──────── EXTRACTED RECORDS ────────

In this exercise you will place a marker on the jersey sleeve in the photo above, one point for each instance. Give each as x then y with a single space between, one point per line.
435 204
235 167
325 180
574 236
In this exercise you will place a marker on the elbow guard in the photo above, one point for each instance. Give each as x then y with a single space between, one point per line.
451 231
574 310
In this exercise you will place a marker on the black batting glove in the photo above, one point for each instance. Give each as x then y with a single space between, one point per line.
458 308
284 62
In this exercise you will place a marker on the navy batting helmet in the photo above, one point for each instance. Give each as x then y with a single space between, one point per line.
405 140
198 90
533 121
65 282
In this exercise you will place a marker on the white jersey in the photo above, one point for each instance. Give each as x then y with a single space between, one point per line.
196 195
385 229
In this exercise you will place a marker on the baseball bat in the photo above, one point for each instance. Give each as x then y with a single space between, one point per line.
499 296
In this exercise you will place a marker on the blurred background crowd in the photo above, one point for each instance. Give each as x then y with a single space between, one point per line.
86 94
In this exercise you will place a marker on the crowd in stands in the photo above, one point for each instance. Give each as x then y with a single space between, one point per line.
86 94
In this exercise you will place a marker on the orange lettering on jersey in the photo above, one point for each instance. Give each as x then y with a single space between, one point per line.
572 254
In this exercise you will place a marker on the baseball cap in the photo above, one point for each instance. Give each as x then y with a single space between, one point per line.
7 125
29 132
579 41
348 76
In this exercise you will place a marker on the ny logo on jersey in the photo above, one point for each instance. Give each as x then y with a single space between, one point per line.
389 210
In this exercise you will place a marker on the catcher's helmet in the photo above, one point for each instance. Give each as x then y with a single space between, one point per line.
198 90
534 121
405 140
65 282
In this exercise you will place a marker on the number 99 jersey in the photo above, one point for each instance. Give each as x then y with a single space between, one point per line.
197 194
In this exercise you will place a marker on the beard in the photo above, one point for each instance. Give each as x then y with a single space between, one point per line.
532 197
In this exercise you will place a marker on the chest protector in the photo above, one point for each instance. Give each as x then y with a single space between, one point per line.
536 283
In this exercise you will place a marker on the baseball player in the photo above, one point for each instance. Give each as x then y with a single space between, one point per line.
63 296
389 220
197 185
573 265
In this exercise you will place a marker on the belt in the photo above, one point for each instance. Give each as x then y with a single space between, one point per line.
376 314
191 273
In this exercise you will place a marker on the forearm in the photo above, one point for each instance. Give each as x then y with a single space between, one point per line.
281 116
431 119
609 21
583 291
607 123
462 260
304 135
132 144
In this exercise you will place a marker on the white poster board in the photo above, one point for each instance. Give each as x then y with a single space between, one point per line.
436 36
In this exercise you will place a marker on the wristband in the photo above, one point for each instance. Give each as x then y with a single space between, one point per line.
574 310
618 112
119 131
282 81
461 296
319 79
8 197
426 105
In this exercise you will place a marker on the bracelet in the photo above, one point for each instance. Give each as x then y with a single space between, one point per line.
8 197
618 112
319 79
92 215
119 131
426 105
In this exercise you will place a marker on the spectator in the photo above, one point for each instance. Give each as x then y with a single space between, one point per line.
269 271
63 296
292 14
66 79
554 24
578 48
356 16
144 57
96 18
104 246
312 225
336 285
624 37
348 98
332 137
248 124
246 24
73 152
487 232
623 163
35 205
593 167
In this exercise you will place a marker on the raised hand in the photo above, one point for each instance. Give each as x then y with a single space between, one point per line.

────────

→ THE TASK
Copy out each line exactly as written.

→ CORRECT ANSWER
In this exercise you will place a marker on the jersey sleeve in the photo above, one point for each instance. Give each as x then y with a single space between, one point per line.
435 204
235 167
325 180
574 236
In this exercise you will place a marker on the elbow guard in the photo above, one point for each instance. Give each as x then y with a single space between, one point per line.
451 231
574 310
In this exercise you will place a marker on the black batting glove in the photo above, one point for each instance. Give each as x then y with a single space between, one point per line.
458 308
284 62
In this exercise you will place a marker on the navy batting helmet in the photo above, one point for each instance. Give each as x then y with a single space between, one point per line.
405 140
198 90
533 121
65 282
In this exercise you will place a marker on the white jersey in the photo above, one point for each instance. Give each as x then y with a single space between, one point per line.
196 195
385 229
In this exercise you will place a marker on the baseball bat in the photo above, one point for each instance. Give each as x then y with a single space between, one point per line.
499 296
In this exercise you will place a marker on the blurred background crowd in the photo above, one point for each instance. Give each as x then y with a single space between, one point per line.
86 94
In this exercise you will place a marker on the crowd in stands in the photo above, one point for each instance. Give each as x then y with a single space between, one point per line.
86 94
In this exercise you will place a marker on the orange lettering on jersey in the photo above, one point for each instance. Give each as x then y with a single space between, one point per line.
572 254
In this exercise you will place a marker on the baseball cap in the photo above, one point for each instance. Give each as x then y with a single space between, one point per line.
7 125
29 132
579 41
348 76
In this exercise you will place a marker on the ny logo on jersey in the photo above, one point for each instance. Give each as x then y with a single space between, one point per line.
389 210
In this exercise you will place a marker on the catcher's helmet in the photo above, one point for each instance. Give each as x then y with a single space between, one point per line.
198 90
534 121
405 140
65 282
In this exercise you will place a marker on the number 99 jersey in the photo above, one point for each instance. Give each as x then y with a single space between, one point per line.
197 194
In this exercise you will place a marker on the beard in the photo above, one point for each instance. Give each as x then y with a single space between, one point per line.
532 197
In this exercise you will place a marker on the chest protector in the photo above, one point for each instance. Give each as x then y with a single space between, one point per line.
536 283
In this exercise you will place a marker on the baseball player in the photo above, one point for each instance. Give each as x then y with a single space between, one point per line.
63 296
389 220
197 185
573 265
In this exercise you will place a marker on the belt in the photo above, one point for each instance. Give each as x then y with a single space between, one point per line.
376 314
191 273
In this exercise you will place a marker on the forearm in the photo above, one point for each instance. Give each as x then y with a single space between, one point per line.
281 116
431 119
609 21
583 291
607 123
462 260
304 135
132 144
In this exercise you will place a marker on the white poster board in the photo above, one point for each instance. Give each as x then y with a single space between, one point per line.
436 36
In this exercise you will place a marker on the wristband in the photo above, one point for each instance. Give each as x then y with a single space between, one point per line.
574 310
618 112
119 131
282 81
461 296
319 79
8 197
426 105
In this exercise you will place a marker on the bracelet in the photo above, one point for each instance. Give each as x then y with a single space between, one point per line.
8 197
618 112
319 79
92 215
119 131
426 105
In this exercise you will place a marker on the spectator in the photo above, one point for each instance. Give each as x then y with a single space between, one point per line.
269 271
63 296
292 14
66 79
554 24
578 48
356 16
144 57
96 18
104 246
312 225
336 285
624 37
348 98
332 137
248 124
246 24
73 152
487 232
623 163
35 205
593 167
In this exercise you will place a marker on the raised hand in the photo above, one point for each instance. Give each as x then y with a single space between, one point per line.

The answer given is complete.